Extrait proposé:
##############################

Un plan, à l'initiative du banquier Donati, en liaison avec le Vatican, qui prévoyait l'évacuation de 30.000 réfugiés vers l'Afrique du Nord, sera stoppé par l'invasion allemande de septembre 1943. Dés mai 1943, les mesures anti juives seront suspendues à Nice et Monaco. (13)

En juillet 1943, le nouveau préfet des Alpes Maritimes Jean Chaigneau avait ordonné la régularisation de tous les Juifs étrangers par l'UGIF. Il hébergera des familles à la préfecture et fera disparaître le double des listes du recensement. Mais l'original servira à Brunner pour ses arrestations massives... Le préfet sera arrêté le 14 mai 1944, déporté à Eisenberg et libéré en mai 45.


Le criminel de guerre Aloïs Brunner a fait déporter 24.000 juifs français et est jugé responsable de l'assassinat d'environ 130.000 juifs d'Europe. Condamné par la France à la réclusion criminelle à perpétuité, par contumace en 1954 puis en 2001, pour "crimes contre l'humanité" pour avoir arrêté, interné et déporté 345 enfants juifs, il serait mort à Damas en décembre 2001 à 89 ans. Il avait été donné pour mort en 1992, et le Centre Simon-Wiesenthal affirmait que l'ex-nazi était mort en 2010.


Pas d'étoile jaune en zone sud


Après l'invasion allemande du 11 novembre 1942, l'occupant renoncera à imposer l'étoile jaune en zone sud, jusqu'alors "libre", à la différence de la "zone occupée". Par la loi du 11 décembre 1942le gouvernement de Vichy préféra la mention « JUIF », tamponnée à l'encre rouge, sur les cartes d’identité et d’alimentation dans toute la zone sud. Ce dispositif était déjà en vigueur à Paris, suite à une ordonnance du préfet de police du 10 décembre 1941.

"Moi vivant, l'étoile juive ne sera pas portée en zone libre " aurait dit Pétain au grand rabbin Isaïe Schwartz. (14)

Pierre Laval, dans ses notes rédigées dans sa cellule avant son exécution, apportera des précisions sur le "tampon JUIF" : " Je refusai l'obligation que les Allemands et le commissariat général voulaient imposer aux Juifs en zone sud de porter l'étoile jaune. Les Allemands (...) avaient exigé la loi instituant l'obligation de faire figurer le mot "Juif" sur les cartes d'identité et de ravitaillement. (...) Ce fut le moindre mal, car l'insertion sur les cartes ne gênaient pas les Juifs vis-à-vis des autorités françaises. Elle leur permettait d'échapper, comme travailleurs, au départ pour l'Allemagne, car j'ai toujours donné l'instruction de les exclure des départs. Ils furent seulement requis au tout dernier moment pour les chantiers Todt et il y en eut un nombre infime "...

##############################

Données fournies:
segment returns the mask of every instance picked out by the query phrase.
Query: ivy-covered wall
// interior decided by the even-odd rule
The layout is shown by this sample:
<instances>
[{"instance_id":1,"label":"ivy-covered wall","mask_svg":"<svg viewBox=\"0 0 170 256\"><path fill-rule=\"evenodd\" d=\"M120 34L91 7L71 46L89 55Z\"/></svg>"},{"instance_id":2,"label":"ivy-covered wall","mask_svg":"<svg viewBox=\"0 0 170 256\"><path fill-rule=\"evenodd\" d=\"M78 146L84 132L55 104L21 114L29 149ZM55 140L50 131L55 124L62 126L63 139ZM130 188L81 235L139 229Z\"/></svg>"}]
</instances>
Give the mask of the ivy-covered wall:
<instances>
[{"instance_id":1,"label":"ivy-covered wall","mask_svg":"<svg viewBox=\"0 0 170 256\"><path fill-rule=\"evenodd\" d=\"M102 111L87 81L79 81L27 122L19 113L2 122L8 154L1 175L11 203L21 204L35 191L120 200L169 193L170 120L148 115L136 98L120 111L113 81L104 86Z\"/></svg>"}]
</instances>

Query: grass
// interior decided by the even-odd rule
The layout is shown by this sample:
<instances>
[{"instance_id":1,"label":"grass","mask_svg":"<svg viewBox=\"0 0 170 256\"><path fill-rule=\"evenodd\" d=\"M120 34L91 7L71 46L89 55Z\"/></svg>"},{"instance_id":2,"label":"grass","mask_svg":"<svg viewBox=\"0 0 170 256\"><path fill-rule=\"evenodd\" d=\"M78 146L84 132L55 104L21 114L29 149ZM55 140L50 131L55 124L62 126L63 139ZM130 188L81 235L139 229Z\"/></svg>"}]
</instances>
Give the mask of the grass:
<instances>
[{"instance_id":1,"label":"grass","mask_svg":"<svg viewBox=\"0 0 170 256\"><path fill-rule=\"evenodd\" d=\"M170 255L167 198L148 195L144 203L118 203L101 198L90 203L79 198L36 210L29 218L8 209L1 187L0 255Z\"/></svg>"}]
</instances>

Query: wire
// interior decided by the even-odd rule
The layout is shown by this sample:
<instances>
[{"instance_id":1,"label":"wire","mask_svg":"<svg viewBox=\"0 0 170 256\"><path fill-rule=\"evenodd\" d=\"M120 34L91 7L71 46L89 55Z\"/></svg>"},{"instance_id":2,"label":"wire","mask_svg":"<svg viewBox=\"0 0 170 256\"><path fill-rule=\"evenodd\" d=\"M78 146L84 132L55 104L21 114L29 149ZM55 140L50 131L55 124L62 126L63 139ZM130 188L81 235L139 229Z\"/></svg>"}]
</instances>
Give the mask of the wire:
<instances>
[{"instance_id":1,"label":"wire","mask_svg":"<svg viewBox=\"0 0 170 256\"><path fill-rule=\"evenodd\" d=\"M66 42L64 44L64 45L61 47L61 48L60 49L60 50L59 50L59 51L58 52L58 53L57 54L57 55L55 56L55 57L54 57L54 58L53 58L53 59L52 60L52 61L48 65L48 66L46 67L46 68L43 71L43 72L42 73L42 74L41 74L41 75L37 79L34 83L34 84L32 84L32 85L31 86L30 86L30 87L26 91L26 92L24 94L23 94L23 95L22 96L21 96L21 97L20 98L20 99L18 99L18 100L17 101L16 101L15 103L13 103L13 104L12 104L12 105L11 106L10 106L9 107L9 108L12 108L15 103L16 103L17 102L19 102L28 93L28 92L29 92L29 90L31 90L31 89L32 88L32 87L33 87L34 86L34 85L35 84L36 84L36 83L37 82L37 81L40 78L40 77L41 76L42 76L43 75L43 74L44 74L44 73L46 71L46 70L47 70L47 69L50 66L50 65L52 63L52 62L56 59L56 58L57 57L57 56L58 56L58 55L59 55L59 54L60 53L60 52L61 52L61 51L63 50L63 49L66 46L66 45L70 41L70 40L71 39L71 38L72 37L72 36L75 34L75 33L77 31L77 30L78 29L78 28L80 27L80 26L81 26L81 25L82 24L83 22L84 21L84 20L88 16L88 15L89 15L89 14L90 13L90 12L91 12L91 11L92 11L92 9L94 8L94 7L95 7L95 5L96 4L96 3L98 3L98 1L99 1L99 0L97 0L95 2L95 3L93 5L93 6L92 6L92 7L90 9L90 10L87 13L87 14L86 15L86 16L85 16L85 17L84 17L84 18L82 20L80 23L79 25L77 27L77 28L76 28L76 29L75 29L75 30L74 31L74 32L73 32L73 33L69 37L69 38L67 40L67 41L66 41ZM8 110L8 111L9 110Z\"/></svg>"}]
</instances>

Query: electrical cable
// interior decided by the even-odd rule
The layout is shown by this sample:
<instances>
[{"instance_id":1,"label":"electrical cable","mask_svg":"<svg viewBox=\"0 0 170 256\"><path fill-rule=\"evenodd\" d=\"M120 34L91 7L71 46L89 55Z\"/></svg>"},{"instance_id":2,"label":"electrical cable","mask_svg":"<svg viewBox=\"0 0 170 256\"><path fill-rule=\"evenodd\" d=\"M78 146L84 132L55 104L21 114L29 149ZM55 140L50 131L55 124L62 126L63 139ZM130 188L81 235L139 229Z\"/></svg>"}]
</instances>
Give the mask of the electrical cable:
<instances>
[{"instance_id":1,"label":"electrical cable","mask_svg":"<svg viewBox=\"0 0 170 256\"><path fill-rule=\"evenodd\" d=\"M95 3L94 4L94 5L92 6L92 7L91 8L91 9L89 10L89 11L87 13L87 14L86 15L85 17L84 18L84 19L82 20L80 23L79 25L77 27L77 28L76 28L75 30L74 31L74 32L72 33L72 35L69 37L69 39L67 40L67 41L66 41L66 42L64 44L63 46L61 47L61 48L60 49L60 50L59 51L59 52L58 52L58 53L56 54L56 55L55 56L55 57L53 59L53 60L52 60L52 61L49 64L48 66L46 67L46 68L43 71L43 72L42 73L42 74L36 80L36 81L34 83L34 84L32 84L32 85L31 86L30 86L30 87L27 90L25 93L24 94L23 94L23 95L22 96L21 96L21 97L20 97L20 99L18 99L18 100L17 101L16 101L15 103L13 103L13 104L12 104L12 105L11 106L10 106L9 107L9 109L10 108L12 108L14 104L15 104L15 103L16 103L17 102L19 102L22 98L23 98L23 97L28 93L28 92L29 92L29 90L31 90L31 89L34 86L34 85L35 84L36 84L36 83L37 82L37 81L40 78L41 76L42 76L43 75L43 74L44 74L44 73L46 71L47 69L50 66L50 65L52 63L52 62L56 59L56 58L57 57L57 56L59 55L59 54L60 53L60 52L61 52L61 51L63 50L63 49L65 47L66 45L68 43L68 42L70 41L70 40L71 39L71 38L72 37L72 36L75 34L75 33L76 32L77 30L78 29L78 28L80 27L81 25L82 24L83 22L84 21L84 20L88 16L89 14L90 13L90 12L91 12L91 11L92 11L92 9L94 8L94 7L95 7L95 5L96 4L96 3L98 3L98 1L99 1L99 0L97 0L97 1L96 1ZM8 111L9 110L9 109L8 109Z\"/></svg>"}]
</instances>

##############################

Travail à faire:
1. D'après le texte sur les Juifs de la zone sud, à quelle date le préfet Jean Chaigneau a-t-il été arrêté ?
2. Poursuivez le texte sur les Juifs de la zone sud à partir de sa dernière phrase.

Corrigé de l'exercice:
1. Le 14 mai 1944.

2.
Laval "oublie" seulement les déportations massives effectuées depuis la zone sud...

La grande rafle du 26 août 1942 marque pourtant l’extension de la chasse aux Juifs étrangers dans les 40 départements de la zone encore libre, considérée jusqu’alors comme un refuge. Vichy s’était déclaré prêt à livrer trois à quatre mille Juifs internés dans les camps de la zone libre avant la mi-août. Et prêt aussi à arrêter tous les Juifs apatrides réfugiés de zone libre. 

Au total, allemands et français conviendront de livrer 32.000 Juifs...


(1) CDJC-XLIXa-13 Lettre du 14 mai 1942 de Theodor Dannecker au service IV B4 et VI B, à l'inspecteur de la Sipo-SD de Düsseldorf et aux services de Sipo-SD d'Angers, Dijon, et Rouen.

(1bis) Léon Poliakov : «L’Etoile jaune », CDJC – Editions du Centre, Paris 1949, p. 41

7.731 hommes et femmes, et 2.106 enfants pour une prévision de Juifs astreints à l’insigne de 100.455 personnes (61.864 français et 38.591 étrangers)

(2) CDJC-XLIXa-99 Lettre de Oberg du 8 juillet 1942.

(3) CDJC-XLIXa-43 Note de Oberg.

(4) CDJC-VI-194 Note du 1er septembre 1942.

(5) CDJC-I-31 à I-65 et XLVIIIa-9

(6) CDJC-XLVI-315/318 Requête de mise en liberté. Documents du 3 juin au 10 août 1943.

(7) CDJC-XXVa-274a Note du 22/2/1943 de Lischka sur l'attitude des Italiens envers la "question juive".

(8) CDJC-XXVa-326 Note du 13/2/1943

CDJC-XXVa-235 Note et lettre du 17 août 1943.

(9) Charles Rickard : 1943-45 Vérités sur la guerre (Éditions J.P Gisserot, 1990) p. 27

(10) Rapporté par Jean Kleinmann. Thèse de doctorat 2003 sur les étrangers dans les Alpes-Maritimes 1860-1944. 

Paul Lévy : Hommes de Dieu dans la tourmente - L'histoire des rabbins déportés. Safed éditions 2006. p. 397 et 371.

(11) AD Alpes-Maritimes, 616 W242, télégramme du 14/12/1942.

(12) CDJC-I-43 et 44

(13) CDJC-XXVa-297 Documents des 21 et 31 mai 1943.

(14) Témoignage de Paul Estèbe, chef adjoint du cabinet de Pétain à Raymond Tournoux, cité dans "Pétain et la France", Plon 1980, p.305)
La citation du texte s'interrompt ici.